**Aufgaben**
#1 Beantworte diese Fragen zum Artikel über den Bevölkerungsschwund in Mittelsachsen:
(a) Wer will laut der Unterzeile mit Konzepten gegensteuern?
(b) Bis zu welchem Jahr reichen die Prognosen des Statistischen Landesamtes?
(c) Was steigt den Prognosen zufolge neben dem Einwohnerverlust an?
#2 Schreib aus dem Artikel über den Bevölkerungsschwund in Mittelsachsen die Stelle ab, die mit „Immer weniger Mittelsachsen“ beginnt und bis einschließlich „Land zu halten.“ reicht.
#3 Schreib den Artikel über den Bevölkerungsschwund in Mittelsachsen im Anschluss an seinen letzten Satz fort.
═════ Textauszug
Merken

Immer weniger Mittelsachsen

Im Landkreis sinkt Bevölkerungszahl jedes Jahr. Die Lokal- und die Landespolitik will mit Konzepten gegensteuern.

Teilen
Folgen
© dapd

Von Franziska Pester und Verena Toth

Landkreis. Mittelsachsen hat seit 2013 rund 87 000 Einwohner verloren. Die Städte und Dörfer der Region kämpfen mit dem Bevölkerungsschwund. Und auch die Prognosen des Statistischen Landesamtes bis zum Jahr 2030 sehen nicht rosig aus: Der Landkreis und die Kommunen werden weiter Einwohner verlieren und auch das Durchschnittsalter steigt an. Die Verantwortlichen in der Politik suchen nach Ideen, um Menschen auf dem Land zu halten.
══════════
═════ Datensätze
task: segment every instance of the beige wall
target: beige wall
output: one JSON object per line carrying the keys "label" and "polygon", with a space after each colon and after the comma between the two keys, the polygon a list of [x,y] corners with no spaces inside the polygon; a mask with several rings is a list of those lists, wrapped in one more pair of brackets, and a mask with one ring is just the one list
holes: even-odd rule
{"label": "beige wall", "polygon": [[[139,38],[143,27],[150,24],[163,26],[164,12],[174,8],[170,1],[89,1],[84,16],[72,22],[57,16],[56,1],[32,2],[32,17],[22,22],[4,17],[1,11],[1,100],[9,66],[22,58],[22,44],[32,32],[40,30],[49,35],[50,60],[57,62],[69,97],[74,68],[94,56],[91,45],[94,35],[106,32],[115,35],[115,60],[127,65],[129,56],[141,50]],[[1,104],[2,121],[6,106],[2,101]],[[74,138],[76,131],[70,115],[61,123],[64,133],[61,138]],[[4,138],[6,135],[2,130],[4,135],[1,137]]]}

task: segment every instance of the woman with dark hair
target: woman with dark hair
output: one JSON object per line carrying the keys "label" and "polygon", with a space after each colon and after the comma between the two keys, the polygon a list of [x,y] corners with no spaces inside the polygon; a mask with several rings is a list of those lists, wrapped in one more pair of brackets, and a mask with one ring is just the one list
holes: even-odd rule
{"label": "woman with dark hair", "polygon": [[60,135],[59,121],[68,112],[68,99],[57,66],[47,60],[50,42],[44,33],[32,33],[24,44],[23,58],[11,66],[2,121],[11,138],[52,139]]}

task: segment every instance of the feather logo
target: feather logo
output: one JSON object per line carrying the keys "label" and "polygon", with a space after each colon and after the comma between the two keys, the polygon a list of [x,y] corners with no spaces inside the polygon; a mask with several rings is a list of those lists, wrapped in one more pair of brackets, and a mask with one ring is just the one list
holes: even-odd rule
══════════
═════ Datensätze
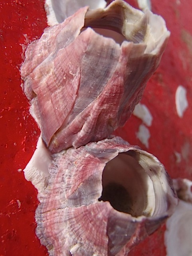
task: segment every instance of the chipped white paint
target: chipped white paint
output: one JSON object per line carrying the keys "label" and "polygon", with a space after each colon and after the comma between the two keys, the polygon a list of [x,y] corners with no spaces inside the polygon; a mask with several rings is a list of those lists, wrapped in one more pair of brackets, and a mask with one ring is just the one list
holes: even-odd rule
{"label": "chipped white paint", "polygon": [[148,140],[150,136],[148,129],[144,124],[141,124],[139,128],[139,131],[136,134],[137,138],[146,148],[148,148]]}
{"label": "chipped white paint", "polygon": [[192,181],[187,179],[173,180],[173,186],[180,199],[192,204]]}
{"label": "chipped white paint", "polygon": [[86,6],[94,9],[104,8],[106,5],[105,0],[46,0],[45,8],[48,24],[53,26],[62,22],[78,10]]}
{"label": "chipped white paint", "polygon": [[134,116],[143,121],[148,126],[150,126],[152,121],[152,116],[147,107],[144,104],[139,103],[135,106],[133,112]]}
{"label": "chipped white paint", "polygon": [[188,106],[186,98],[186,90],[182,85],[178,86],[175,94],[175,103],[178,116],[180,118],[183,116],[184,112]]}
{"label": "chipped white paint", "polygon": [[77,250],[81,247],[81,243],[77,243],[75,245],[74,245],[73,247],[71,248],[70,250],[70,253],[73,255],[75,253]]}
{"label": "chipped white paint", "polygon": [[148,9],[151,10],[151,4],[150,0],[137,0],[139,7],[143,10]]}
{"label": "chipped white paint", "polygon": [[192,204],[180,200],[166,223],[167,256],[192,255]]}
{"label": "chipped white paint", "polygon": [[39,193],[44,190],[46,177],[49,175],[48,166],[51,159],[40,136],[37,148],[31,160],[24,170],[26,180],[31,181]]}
══════════
═════ Datensätze
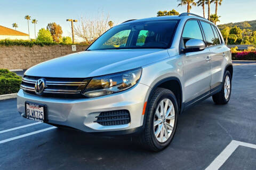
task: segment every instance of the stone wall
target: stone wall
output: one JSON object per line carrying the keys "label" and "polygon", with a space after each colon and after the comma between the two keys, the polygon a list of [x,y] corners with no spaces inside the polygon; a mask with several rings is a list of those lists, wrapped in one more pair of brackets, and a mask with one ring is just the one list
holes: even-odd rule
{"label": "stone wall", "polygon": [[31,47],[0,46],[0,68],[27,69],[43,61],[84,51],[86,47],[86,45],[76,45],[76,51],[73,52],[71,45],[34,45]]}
══════════
**Lösungen**
#1
(a) Die Lokal- und die Landespolitik.
(b) Bis zum Jahr 2030.
(c) Das Durchschnittsalter.

#2
Immer weniger Mittelsachsen

Im Landkreis sinkt Bevölkerungszahl jedes Jahr. Die Lokal- und die Landespolitik will mit Konzepten gegensteuern.

Teilen
Folgen
© dapd

Von Franziska Pester und Verena Toth

Landkreis. Mittelsachsen hat seit 2013 rund 87 000 Einwohner verloren. Die Städte und Dörfer der Region kämpfen mit dem Bevölkerungsschwund. Und auch die Prognosen des Statistischen Landesamtes bis zum Jahr 2030 sehen nicht rosig aus: Der Landkreis und die Kommunen werden weiter Einwohner verlieren und auch das Durchschnittsalter steigt an. Die Verantwortlichen in der Politik suchen nach Ideen, um Menschen auf dem Land zu halten.

#3
Dass die Städte und Gemeinden im Landkreis jedes Jahr ein Stück mehr schrumpfen, belegen die Zahlen zur Einwohnerentwicklung die das Statistische Landesamt erhebt. Am Beispiel der Stadt Döbeln wird die Entwicklung deutlich: Im Jahr 2000 hatte Döbeln 28 280 Einwohner, zehn Jahre später waren es noch 24 836. Zum Stichtag 30. September 2017 lebten im Stadtgebiet nur noch 23 769 Menschen. Obwohl zwischenzeitlich sogar mehr Menschen nach Döbeln gezogen sind, als die Stadt verlassen haben, ist das Resultat in der Bevölkerungszahl dennoch negativ.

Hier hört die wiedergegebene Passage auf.